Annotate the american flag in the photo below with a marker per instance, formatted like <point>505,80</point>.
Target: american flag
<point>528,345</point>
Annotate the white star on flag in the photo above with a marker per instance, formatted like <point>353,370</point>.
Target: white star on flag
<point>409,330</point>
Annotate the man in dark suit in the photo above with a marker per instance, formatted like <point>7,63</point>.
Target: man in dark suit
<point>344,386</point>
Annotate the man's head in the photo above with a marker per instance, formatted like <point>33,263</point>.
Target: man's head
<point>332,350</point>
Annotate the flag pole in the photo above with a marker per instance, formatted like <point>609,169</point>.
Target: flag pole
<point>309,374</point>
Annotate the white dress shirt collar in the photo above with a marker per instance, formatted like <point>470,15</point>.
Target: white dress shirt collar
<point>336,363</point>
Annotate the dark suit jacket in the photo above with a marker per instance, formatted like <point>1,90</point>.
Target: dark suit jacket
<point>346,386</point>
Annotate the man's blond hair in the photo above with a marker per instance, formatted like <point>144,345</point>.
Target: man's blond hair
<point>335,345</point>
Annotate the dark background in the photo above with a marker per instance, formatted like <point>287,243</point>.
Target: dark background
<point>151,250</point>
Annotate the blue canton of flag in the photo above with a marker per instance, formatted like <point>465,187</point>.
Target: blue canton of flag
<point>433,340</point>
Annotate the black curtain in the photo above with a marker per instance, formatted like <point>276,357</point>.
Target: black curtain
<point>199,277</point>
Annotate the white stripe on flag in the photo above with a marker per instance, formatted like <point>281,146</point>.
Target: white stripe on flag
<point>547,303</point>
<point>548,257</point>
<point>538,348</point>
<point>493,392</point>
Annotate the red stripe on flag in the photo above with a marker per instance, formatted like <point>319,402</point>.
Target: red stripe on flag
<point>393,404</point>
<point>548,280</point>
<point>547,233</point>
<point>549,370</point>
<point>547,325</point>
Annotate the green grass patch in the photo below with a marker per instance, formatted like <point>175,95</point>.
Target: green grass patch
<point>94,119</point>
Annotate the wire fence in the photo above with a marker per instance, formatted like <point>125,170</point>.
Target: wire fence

==============================

→ **Task details**
Some lines of the data above may hold the word "fence"; state how many do, and give only that number.

→ **Your solution**
2